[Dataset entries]
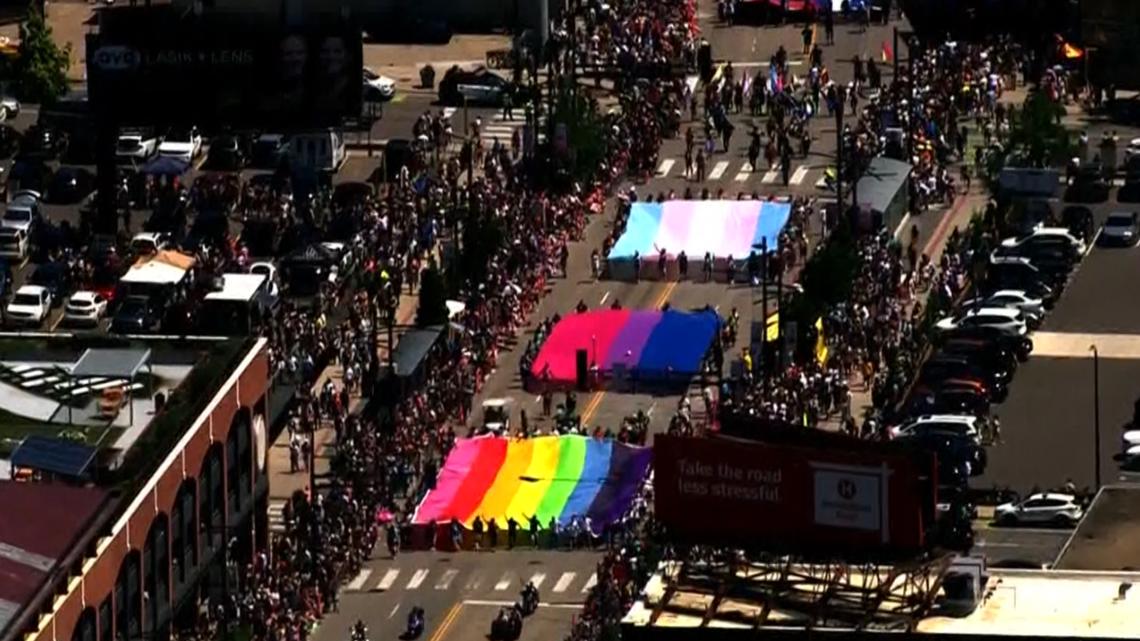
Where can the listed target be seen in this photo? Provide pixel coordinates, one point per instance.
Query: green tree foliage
(41, 67)
(1036, 137)
(432, 308)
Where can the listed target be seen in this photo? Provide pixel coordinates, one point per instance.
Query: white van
(322, 151)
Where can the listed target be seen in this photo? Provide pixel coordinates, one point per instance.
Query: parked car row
(977, 350)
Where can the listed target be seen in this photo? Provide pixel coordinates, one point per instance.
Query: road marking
(509, 603)
(718, 170)
(799, 175)
(416, 579)
(1065, 345)
(475, 579)
(589, 583)
(504, 583)
(388, 579)
(445, 581)
(564, 582)
(446, 624)
(358, 582)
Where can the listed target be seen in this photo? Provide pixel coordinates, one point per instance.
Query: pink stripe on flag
(450, 479)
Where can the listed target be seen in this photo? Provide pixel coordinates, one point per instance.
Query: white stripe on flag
(718, 170)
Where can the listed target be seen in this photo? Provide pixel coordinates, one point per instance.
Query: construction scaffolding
(733, 591)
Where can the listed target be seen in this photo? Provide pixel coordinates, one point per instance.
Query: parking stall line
(358, 582)
(417, 579)
(564, 582)
(388, 579)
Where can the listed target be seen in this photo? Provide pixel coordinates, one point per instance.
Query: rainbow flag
(558, 477)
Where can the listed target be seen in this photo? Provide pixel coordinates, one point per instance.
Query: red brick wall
(99, 581)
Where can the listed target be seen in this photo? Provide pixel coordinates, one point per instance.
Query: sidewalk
(284, 484)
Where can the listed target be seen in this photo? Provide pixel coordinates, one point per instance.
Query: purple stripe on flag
(632, 339)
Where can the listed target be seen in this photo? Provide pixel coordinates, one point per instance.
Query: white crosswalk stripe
(503, 583)
(417, 579)
(799, 175)
(358, 582)
(445, 581)
(388, 579)
(589, 583)
(718, 170)
(564, 582)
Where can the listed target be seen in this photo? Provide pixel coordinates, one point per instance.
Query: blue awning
(54, 455)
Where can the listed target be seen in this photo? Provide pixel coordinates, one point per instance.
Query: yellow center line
(595, 400)
(446, 624)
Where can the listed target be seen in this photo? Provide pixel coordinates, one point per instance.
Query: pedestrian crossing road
(803, 172)
(559, 576)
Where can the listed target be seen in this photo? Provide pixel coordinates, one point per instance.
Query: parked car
(1121, 228)
(84, 308)
(181, 144)
(70, 186)
(1041, 509)
(938, 423)
(30, 306)
(1033, 308)
(376, 87)
(1003, 317)
(136, 147)
(136, 315)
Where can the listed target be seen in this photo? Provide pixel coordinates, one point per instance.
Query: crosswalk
(739, 170)
(384, 579)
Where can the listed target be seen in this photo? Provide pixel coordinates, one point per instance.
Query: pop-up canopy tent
(722, 228)
(162, 268)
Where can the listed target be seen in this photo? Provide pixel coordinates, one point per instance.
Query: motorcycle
(507, 625)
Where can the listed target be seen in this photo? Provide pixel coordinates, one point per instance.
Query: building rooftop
(43, 522)
(1108, 537)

▶ Do this
Repeat the full listing above exactly, with no pictures in the copy.

▶ Response below
Where can the listed target be seen in this photo? Provide pixel coordinates, one point per instance.
Query: green tree foliage
(41, 67)
(1036, 137)
(432, 308)
Where can the listed target be seen in this photo? Provide pixel coordinates, one point per instance.
Query: white van
(322, 151)
Where can the listed target be seen in this photo? Provide pixel coordinates, one point per instance.
Query: parked car row
(977, 350)
Where can the listed target be seen in this photo? Provide pixel coordinates, one point per instance.
Query: road marking
(509, 603)
(718, 170)
(799, 175)
(416, 579)
(1065, 345)
(475, 579)
(589, 583)
(504, 583)
(388, 579)
(445, 581)
(564, 582)
(446, 624)
(358, 582)
Where can the listed target be seen in this photo? Provide pixel coordinates, one point per instance.
Query: pink stripe on flag
(450, 479)
Where can the listed target be seen in this photo? Provide pixel coordinates, one point per instance.
Query: white stripe on flag
(718, 170)
Where can the listed target be seen in this photo? Provide pixel coordinates, one point per instance.
Query: construction scaffolding
(733, 591)
Where can the listed target be seen in this photo? Provide pixel coordinates, one point per instance.
Query: parking stall line
(358, 582)
(417, 579)
(564, 582)
(388, 579)
Where can the listed target be seen in this photo? Provide pixel coordinates, one point per instance.
Query: rainbow flag
(558, 477)
Where can the listed target be seen in this photo? Provide pixel coordinates, one point per instance.
Query: red brick wall
(99, 581)
Where can the listed target be seen in this photo? Provide pixel coordinates, one point per instance.
Query: sidewalk
(284, 484)
Where can the listed target be seen in this photo? Provide pixel coordinates, one point per instance.
Query: purple stripe on flag
(632, 339)
Where can the listed target be seen in this photo? Provide pixel coordinates, one point per instance.
Query: white crosswalk stripe
(503, 583)
(417, 579)
(799, 175)
(358, 582)
(445, 581)
(388, 579)
(589, 583)
(718, 170)
(564, 582)
Where can the listed target be seen in this photo? Provide pixel coordinates, one point per instance.
Query: blue awning
(54, 455)
Where can the listed target be seen in this photo? Provide pixel coordinates, one point per instance.
Query: yellow center line
(595, 400)
(446, 624)
Where can the listed target be seen in this photo? Provide pixel coordinates, one point per instance.
Query: pedestrian crossing road
(803, 172)
(559, 576)
Where can the listed target be seen in this photo? Provide pixel coordinates, one point per instance.
Query: parked car
(1121, 228)
(84, 308)
(181, 144)
(70, 186)
(1041, 509)
(938, 423)
(30, 306)
(1033, 308)
(376, 87)
(1003, 317)
(136, 147)
(136, 315)
Where can the listed target be seen in this photo? Provide pixel coordinates, one point per instance.
Query: crosswalk
(739, 170)
(384, 579)
Where can the listed target be seen in this photo? Provide pixel coordinates, one point per instance.
Query: pop-up canopy tent
(722, 228)
(162, 268)
Where can the listed target be seen in this photo? Provide pixel coordinates, one point per instance.
Query: motorcycle
(507, 625)
Where can the listed target be seen in this photo? Provide pixel coordinates, one point per instance.
Query: building rooftop
(43, 522)
(1108, 537)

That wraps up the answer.